PROBLEM >> Return each line of the items below that contains the string "summit". Treat the match as case-sensitive.

[Records for pointing at named objects]
---

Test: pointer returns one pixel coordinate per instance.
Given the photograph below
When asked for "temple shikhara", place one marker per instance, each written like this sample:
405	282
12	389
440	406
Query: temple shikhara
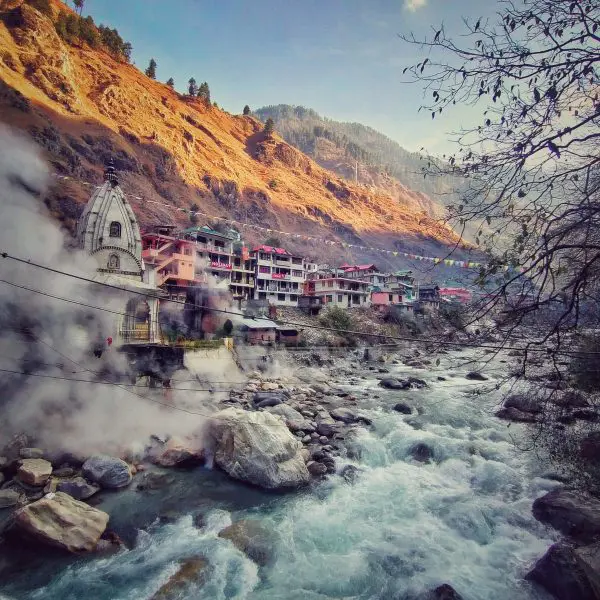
109	232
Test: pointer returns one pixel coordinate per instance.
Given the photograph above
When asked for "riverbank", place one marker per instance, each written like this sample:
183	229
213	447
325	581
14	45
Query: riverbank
423	487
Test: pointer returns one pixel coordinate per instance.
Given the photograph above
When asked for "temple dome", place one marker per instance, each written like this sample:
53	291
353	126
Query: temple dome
108	229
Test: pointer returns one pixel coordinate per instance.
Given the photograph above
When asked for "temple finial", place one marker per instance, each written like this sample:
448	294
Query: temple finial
110	173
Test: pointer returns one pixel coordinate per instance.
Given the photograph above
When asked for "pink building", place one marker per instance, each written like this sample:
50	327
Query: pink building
385	298
462	295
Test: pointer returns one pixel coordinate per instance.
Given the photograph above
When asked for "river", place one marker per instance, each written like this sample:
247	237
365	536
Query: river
401	528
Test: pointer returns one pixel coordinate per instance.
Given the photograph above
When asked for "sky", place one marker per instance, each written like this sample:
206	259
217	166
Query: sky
342	58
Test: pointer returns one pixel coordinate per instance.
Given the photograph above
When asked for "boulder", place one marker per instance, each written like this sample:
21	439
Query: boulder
570	399
34	471
569	573
315	468
345	415
326	429
175	453
274	401
262	396
9	498
415	382
258	448
79	488
31	453
350	473
60	520
442	592
192	573
153	480
107	471
421	452
253	539
572	513
514	414
523	403
391	383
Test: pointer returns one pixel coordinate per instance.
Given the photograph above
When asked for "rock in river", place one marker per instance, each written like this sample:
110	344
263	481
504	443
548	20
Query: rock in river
572	513
258	448
192	572
391	383
34	471
475	376
61	521
569	573
252	538
107	471
79	488
523	403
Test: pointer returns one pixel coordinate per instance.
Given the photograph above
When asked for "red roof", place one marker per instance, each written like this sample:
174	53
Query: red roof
270	249
358	268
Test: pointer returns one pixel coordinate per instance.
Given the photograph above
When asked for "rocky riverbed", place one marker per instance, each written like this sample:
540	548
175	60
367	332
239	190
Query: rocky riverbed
380	478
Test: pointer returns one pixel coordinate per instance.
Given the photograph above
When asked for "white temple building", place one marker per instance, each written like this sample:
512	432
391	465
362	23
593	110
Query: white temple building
109	232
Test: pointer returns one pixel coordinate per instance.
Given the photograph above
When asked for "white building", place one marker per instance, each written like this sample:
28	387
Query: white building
279	276
109	232
335	288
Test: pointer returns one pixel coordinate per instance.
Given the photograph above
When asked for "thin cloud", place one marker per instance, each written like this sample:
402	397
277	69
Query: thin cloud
414	5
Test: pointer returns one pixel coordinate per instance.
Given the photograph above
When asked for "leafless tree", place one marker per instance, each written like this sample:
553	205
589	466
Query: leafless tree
532	164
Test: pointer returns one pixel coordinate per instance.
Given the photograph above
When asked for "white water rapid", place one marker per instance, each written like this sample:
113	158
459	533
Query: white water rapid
401	528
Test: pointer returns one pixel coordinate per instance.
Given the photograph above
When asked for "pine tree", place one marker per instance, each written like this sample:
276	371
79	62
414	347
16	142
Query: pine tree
204	92
269	127
151	70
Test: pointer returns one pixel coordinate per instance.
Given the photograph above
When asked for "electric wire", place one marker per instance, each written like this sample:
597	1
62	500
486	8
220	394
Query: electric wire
533	348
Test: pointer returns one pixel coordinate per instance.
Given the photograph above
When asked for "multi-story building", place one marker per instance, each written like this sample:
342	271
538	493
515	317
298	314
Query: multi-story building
336	289
456	294
171	261
280	276
225	257
369	273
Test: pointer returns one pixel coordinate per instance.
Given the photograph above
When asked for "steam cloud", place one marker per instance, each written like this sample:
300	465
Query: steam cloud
50	337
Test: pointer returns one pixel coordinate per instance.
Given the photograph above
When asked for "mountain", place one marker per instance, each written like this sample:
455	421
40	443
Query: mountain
358	152
69	87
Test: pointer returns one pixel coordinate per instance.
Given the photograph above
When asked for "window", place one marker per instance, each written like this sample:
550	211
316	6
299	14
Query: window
115	229
114	262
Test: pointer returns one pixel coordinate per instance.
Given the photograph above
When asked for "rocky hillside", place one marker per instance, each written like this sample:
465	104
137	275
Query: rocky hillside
83	106
358	152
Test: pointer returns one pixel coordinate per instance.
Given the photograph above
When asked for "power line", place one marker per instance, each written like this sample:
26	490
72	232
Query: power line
286	322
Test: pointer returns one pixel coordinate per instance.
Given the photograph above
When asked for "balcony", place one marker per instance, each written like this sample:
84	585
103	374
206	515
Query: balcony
220	266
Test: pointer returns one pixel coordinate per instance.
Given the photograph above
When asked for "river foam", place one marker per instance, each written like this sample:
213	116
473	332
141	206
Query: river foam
401	528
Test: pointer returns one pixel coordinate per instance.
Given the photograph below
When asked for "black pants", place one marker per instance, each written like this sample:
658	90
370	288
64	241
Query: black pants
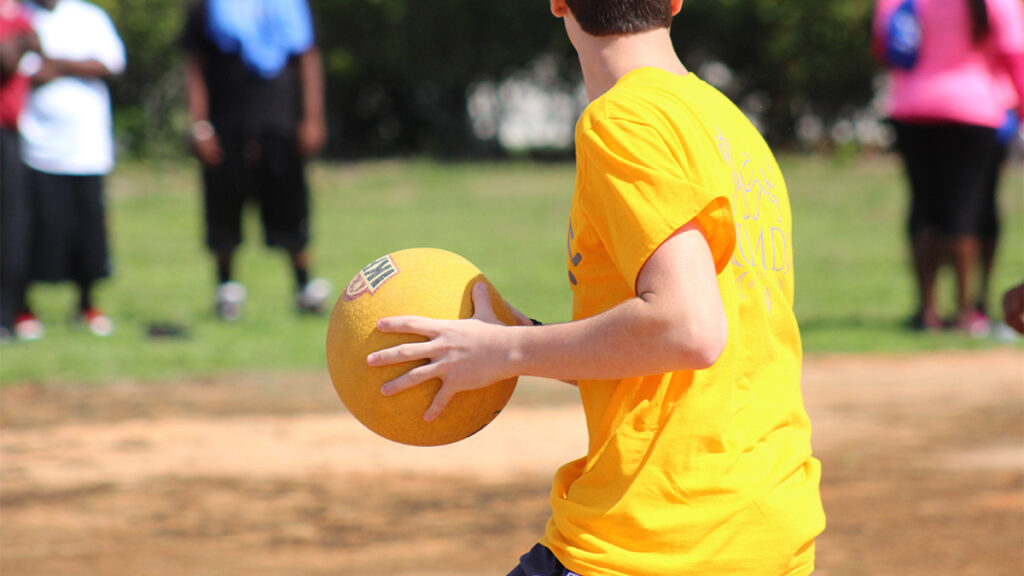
69	240
540	562
15	228
267	169
948	166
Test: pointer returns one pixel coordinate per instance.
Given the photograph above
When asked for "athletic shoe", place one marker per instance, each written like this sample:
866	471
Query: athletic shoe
230	298
921	323
28	327
975	324
97	322
312	297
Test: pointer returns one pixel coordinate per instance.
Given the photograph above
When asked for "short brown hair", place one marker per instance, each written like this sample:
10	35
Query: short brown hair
606	17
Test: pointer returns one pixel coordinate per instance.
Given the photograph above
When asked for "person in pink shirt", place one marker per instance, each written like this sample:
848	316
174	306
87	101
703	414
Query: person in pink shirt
945	111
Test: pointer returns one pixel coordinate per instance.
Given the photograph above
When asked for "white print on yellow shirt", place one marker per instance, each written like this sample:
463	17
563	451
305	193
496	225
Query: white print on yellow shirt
762	243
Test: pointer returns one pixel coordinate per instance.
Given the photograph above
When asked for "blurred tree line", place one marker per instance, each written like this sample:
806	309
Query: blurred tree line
398	72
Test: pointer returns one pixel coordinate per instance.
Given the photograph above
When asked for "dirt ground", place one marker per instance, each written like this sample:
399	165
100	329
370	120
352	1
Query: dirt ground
923	460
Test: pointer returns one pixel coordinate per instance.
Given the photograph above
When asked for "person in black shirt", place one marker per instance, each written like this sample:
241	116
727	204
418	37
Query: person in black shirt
255	88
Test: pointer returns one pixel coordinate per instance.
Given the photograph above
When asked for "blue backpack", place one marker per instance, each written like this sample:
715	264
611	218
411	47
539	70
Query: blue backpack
903	36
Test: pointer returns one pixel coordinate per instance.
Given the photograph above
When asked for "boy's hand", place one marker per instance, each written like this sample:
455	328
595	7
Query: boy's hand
465	355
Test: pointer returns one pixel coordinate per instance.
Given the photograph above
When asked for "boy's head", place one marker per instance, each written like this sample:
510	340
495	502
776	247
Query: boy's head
607	17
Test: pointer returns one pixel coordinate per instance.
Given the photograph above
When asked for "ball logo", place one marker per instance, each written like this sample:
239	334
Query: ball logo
371	278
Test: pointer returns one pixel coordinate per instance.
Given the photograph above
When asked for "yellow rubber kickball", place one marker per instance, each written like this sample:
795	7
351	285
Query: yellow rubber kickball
424	282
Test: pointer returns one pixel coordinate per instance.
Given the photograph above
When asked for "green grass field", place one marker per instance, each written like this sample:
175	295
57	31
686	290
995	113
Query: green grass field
853	287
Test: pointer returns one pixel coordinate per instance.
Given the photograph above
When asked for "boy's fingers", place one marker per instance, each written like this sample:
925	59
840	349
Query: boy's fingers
414	377
441	400
481	302
408	325
399	354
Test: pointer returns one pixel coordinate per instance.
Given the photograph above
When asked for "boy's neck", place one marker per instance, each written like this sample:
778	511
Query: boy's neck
605	59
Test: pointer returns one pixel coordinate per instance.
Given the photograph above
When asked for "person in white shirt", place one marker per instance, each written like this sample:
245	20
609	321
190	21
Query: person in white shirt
68	146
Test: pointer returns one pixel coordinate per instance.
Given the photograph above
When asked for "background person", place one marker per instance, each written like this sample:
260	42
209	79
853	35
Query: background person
1003	65
945	113
683	340
68	144
16	38
255	88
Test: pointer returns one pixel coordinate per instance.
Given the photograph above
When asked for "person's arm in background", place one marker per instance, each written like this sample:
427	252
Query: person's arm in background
51	69
312	128
12	48
1013	307
105	59
205	144
1007	18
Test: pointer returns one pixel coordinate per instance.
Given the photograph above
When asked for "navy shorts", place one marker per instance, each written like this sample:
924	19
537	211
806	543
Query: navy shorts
540	562
268	170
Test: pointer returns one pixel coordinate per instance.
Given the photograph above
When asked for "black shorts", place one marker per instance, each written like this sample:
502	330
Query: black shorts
268	170
989	223
948	166
69	236
540	562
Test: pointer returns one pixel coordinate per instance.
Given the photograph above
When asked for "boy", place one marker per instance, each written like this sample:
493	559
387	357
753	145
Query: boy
683	341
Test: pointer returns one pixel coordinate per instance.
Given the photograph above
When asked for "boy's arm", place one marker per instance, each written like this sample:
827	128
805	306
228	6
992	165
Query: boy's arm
675	322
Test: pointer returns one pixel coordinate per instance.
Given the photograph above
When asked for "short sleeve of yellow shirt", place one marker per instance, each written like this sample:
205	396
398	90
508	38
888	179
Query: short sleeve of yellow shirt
689	472
638	195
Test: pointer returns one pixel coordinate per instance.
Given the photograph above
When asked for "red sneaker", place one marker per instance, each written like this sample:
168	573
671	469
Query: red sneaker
28	327
97	322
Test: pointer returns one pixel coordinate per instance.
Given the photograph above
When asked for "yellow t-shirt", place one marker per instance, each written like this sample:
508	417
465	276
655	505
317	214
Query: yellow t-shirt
704	471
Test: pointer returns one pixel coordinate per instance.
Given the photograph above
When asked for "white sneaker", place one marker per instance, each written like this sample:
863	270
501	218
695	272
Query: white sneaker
28	327
97	322
312	296
230	297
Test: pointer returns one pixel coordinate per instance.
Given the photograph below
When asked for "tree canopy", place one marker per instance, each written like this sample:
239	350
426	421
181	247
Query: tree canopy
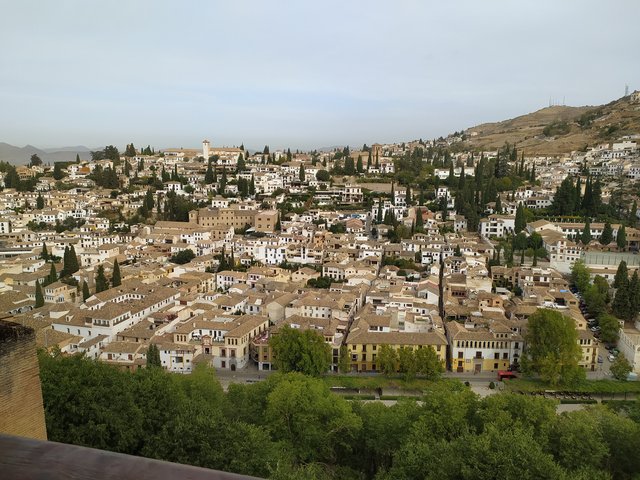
300	351
553	351
290	426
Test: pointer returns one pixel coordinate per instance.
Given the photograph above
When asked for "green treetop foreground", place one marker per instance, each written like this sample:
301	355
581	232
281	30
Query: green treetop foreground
291	426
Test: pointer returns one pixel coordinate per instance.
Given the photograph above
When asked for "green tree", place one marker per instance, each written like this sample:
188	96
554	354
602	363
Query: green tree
183	256
323	176
85	291
520	221
622	275
39	296
553	351
586	232
296	351
595	300
428	363
634	294
580	275
407	362
53	275
609	328
44	254
74	264
621	237
343	360
621	306
620	368
607	234
388	360
314	425
153	356
58	173
101	281
116	281
208	177
241	163
223	180
35	161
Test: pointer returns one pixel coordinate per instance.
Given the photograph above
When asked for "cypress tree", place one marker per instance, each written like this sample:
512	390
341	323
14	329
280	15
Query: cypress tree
634	295
74	264
102	283
586	232
65	263
39	295
520	221
607	234
621	305
208	177
587	199
223	180
116	281
621	238
153	356
53	275
633	217
461	180
419	220
622	275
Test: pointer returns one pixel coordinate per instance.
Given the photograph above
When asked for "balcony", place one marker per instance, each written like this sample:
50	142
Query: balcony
27	458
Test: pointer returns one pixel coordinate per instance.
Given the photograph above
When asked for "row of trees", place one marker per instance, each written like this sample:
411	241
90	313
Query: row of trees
422	361
292	427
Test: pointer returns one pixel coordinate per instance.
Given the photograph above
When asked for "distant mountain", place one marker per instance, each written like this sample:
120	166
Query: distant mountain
22	155
77	148
560	129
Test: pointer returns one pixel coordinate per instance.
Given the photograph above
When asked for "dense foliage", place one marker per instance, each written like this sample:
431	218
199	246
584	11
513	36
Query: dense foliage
553	351
291	427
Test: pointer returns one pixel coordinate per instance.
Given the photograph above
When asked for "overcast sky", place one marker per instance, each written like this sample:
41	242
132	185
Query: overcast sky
299	73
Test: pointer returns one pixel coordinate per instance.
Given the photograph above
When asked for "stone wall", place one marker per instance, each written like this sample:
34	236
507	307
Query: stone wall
21	408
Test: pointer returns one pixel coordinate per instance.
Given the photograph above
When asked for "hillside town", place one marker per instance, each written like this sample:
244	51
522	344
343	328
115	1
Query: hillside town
207	253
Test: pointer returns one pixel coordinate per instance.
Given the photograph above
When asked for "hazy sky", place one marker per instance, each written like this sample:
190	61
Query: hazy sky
300	73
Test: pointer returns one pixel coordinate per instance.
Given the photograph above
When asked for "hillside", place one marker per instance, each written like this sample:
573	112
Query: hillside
559	129
22	155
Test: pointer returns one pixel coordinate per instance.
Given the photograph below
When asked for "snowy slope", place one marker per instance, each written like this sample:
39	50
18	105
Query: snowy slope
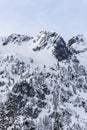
43	82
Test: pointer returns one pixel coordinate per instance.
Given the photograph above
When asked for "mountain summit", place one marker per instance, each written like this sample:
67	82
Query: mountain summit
43	82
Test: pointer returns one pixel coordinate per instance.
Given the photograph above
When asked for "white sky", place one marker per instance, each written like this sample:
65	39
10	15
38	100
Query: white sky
66	17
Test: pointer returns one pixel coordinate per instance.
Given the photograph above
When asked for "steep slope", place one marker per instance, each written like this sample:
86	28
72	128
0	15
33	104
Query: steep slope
43	83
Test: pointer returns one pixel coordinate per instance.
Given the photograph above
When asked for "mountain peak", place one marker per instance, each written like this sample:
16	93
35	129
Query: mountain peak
16	38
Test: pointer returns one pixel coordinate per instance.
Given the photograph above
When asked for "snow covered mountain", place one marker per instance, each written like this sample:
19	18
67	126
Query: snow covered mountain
43	82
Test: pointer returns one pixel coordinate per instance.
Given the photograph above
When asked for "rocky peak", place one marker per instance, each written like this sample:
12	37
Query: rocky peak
78	44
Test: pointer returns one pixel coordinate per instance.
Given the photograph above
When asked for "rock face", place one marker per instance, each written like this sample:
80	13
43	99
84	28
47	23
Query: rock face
43	82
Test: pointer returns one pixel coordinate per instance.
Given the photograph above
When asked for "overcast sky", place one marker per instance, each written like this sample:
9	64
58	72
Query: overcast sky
66	17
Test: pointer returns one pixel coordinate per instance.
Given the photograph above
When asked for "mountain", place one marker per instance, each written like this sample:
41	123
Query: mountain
43	82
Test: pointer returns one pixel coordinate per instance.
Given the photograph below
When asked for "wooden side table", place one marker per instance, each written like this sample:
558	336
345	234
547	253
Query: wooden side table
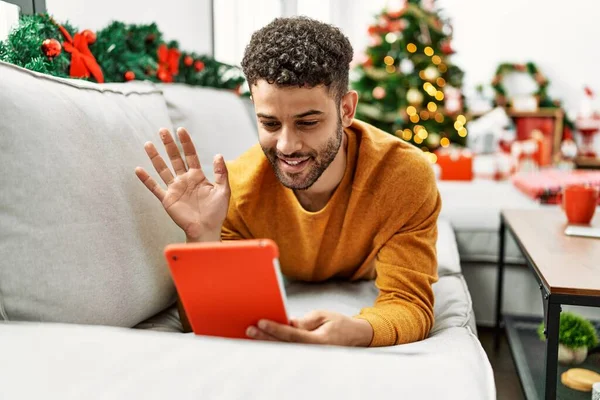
566	268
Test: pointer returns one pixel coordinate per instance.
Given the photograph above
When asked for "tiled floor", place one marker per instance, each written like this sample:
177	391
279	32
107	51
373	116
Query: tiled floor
507	381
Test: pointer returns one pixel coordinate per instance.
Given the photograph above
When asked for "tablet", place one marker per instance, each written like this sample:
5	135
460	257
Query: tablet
225	287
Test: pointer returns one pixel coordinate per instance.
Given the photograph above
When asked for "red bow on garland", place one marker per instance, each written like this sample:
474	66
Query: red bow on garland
168	63
83	63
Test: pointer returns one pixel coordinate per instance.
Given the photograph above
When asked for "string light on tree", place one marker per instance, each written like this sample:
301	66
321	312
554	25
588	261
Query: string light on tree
433	140
407	66
408	62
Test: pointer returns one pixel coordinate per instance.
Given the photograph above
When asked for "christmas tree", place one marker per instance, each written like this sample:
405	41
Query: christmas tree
407	84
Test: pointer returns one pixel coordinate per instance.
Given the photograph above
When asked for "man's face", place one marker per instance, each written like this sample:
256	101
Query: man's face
300	131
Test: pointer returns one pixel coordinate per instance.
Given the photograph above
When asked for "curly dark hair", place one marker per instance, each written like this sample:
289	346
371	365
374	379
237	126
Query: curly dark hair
299	51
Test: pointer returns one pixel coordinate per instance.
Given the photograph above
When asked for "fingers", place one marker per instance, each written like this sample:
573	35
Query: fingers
173	152
159	163
255	333
191	157
287	333
310	321
150	183
220	169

---

RESPONSE TO THIS TASK >>
When asked for "mountain summit", place one marker per instance, each written like this sample:
Query: mountain summit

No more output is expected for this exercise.